→ Description of the task: Once you reach the end of the data, transcribe all of it exactly.

→ Supplied information:
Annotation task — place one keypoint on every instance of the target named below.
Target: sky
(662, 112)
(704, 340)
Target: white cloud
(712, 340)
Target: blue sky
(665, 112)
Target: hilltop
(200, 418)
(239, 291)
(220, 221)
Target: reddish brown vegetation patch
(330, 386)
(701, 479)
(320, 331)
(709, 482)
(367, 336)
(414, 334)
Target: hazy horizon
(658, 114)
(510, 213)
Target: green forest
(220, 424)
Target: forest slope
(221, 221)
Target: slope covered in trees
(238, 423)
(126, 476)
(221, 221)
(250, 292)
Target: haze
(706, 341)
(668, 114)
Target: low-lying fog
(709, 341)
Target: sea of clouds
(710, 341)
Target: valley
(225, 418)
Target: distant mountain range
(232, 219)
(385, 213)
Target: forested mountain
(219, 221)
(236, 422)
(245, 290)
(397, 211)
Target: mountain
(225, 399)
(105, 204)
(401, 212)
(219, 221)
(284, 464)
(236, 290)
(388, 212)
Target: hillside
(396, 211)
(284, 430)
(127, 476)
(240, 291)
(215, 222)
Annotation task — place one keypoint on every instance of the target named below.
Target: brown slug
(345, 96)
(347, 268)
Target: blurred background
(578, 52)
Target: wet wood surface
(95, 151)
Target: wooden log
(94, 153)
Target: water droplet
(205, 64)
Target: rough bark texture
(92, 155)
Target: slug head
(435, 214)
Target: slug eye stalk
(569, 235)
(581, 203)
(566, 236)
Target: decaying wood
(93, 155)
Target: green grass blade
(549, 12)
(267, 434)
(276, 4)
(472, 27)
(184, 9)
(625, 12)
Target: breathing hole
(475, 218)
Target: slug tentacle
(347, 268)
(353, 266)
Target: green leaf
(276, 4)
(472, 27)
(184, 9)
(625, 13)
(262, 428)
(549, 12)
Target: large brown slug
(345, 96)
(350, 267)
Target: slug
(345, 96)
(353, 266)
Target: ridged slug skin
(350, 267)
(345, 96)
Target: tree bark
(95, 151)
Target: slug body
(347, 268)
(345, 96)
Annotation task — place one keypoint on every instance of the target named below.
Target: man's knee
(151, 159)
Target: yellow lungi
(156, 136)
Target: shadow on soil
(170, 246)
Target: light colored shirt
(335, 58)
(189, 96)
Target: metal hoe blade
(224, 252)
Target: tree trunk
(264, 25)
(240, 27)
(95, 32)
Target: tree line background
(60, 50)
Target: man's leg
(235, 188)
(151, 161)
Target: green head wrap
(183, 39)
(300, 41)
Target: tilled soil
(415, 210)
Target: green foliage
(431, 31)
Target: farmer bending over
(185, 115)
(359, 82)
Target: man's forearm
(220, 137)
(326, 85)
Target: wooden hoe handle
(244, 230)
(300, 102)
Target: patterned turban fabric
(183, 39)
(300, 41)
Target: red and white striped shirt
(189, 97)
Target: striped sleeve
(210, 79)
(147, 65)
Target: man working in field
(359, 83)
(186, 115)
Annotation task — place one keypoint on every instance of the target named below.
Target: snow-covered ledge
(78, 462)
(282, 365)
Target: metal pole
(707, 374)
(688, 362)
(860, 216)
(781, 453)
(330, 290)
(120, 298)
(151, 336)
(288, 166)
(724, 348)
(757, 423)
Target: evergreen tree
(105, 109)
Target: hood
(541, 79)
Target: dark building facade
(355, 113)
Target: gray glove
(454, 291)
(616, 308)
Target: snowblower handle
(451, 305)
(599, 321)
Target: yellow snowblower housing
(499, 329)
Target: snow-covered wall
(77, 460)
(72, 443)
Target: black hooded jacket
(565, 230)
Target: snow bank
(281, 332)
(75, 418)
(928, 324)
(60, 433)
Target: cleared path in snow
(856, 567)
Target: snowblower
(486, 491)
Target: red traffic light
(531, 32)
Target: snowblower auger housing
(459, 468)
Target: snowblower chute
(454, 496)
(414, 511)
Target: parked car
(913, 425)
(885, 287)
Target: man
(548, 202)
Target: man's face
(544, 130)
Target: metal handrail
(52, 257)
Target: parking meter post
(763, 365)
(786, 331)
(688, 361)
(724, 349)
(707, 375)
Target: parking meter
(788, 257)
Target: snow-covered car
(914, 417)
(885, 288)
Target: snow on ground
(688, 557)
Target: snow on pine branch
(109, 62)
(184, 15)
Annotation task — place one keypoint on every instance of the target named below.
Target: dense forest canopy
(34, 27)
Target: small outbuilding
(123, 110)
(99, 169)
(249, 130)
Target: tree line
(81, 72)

→ Exercise result:
Annotation task — place one keypoint on every instance of the target named below.
Target: sky
(662, 112)
(704, 340)
Target: white cloud
(712, 340)
Target: blue sky
(665, 112)
Target: hilltop
(200, 418)
(239, 291)
(220, 221)
Target: reddish brown vegetation patch
(330, 386)
(701, 479)
(320, 331)
(709, 482)
(367, 336)
(414, 334)
Target: hazy horizon
(658, 114)
(510, 213)
Target: green forest
(220, 424)
Target: forest slope
(221, 221)
Target: slope covered in trees
(238, 423)
(126, 476)
(221, 221)
(250, 292)
Target: haze
(706, 341)
(668, 114)
Target: low-lying fog
(709, 341)
Target: sea of clouds
(710, 341)
Target: valley
(225, 418)
Target: distant mountain range
(232, 219)
(385, 213)
Target: forested mountain
(219, 221)
(236, 422)
(245, 290)
(397, 211)
Target: mountain
(225, 399)
(105, 204)
(401, 212)
(219, 221)
(284, 464)
(236, 290)
(388, 212)
Target: hillside
(396, 211)
(284, 430)
(127, 476)
(240, 291)
(215, 222)
Annotation task — place one keypoint on every instance of the target named below.
Target: brown slug
(345, 96)
(347, 268)
Target: blurred background
(578, 52)
Target: wet wood surface
(95, 151)
Target: wooden log
(94, 153)
Target: water droplet
(205, 64)
Target: rough bark texture
(92, 155)
Target: slug head
(435, 214)
Target: slug eye stalk
(569, 235)
(581, 203)
(566, 236)
Target: decaying wood
(93, 155)
Target: green grass blade
(549, 12)
(267, 434)
(276, 4)
(472, 27)
(184, 9)
(625, 12)
Target: breathing hole
(475, 218)
Target: slug tentacle
(347, 268)
(353, 266)
Target: green leaf
(276, 4)
(472, 27)
(184, 9)
(625, 13)
(262, 428)
(549, 12)
Target: large brown slug
(345, 96)
(350, 267)
Target: slug
(345, 96)
(353, 266)
Target: ridged slug skin
(350, 267)
(345, 96)
Target: tree bark
(95, 151)
Target: slug body
(347, 268)
(345, 96)
Annotation task — place one keypoint on every instance of the target named below.
Target: man's knee
(151, 159)
Target: yellow lungi
(156, 136)
Target: shadow on soil
(170, 246)
Target: light colored shirt
(335, 58)
(189, 96)
Target: metal hoe blade
(224, 252)
Target: tree trunk
(264, 25)
(240, 27)
(95, 32)
Target: tree line background
(60, 50)
Target: man's leg
(235, 188)
(151, 161)
Target: green head wrap
(183, 39)
(300, 41)
Target: tilled soil
(415, 210)
Target: green foliage
(431, 31)
Target: farmer bending over
(185, 115)
(359, 82)
Target: man's forearm
(220, 137)
(326, 85)
Target: wooden hoe handle
(244, 230)
(300, 102)
Target: patterned turban fabric
(183, 39)
(300, 41)
Target: red and white striped shirt
(189, 97)
Target: striped sleeve
(210, 79)
(147, 65)
Target: man working in field
(359, 83)
(186, 115)
Annotation task — place one keypoint on every instance of the target named below.
Target: snow-covered ledge
(78, 462)
(282, 365)
Target: metal pole
(707, 374)
(688, 362)
(860, 216)
(781, 453)
(330, 290)
(120, 298)
(151, 336)
(288, 166)
(724, 348)
(757, 423)
Target: evergreen tree
(105, 109)
Target: hood
(541, 79)
Target: dark building facade
(355, 113)
Target: gray glove
(454, 291)
(616, 308)
Target: snowblower handle
(451, 305)
(599, 321)
Target: yellow snowblower housing
(499, 329)
Target: snow-covered wall
(77, 460)
(72, 443)
Target: black hooded jacket
(565, 230)
Target: snow bank
(281, 332)
(75, 418)
(928, 324)
(60, 433)
Target: cleared path in snow
(856, 567)
Target: snowblower
(486, 491)
Target: red traffic light
(531, 32)
Target: snowblower auger housing
(459, 468)
Target: snowblower chute
(454, 496)
(414, 511)
Target: parked car
(913, 425)
(885, 287)
Target: man
(548, 202)
Target: man's face
(544, 130)
Target: metal handrail
(52, 257)
Target: parking meter post
(763, 365)
(786, 331)
(688, 361)
(724, 349)
(707, 375)
Target: parking meter
(788, 257)
Target: snow-covered car
(914, 417)
(885, 288)
Target: snow on ground
(688, 557)
Target: snow on pine branch
(109, 62)
(184, 15)
Annotation task — place one keypoint on every instance of the target named below.
Target: dense forest canopy
(34, 27)
Target: small outbuilding
(123, 110)
(99, 169)
(249, 130)
Target: tree line
(81, 72)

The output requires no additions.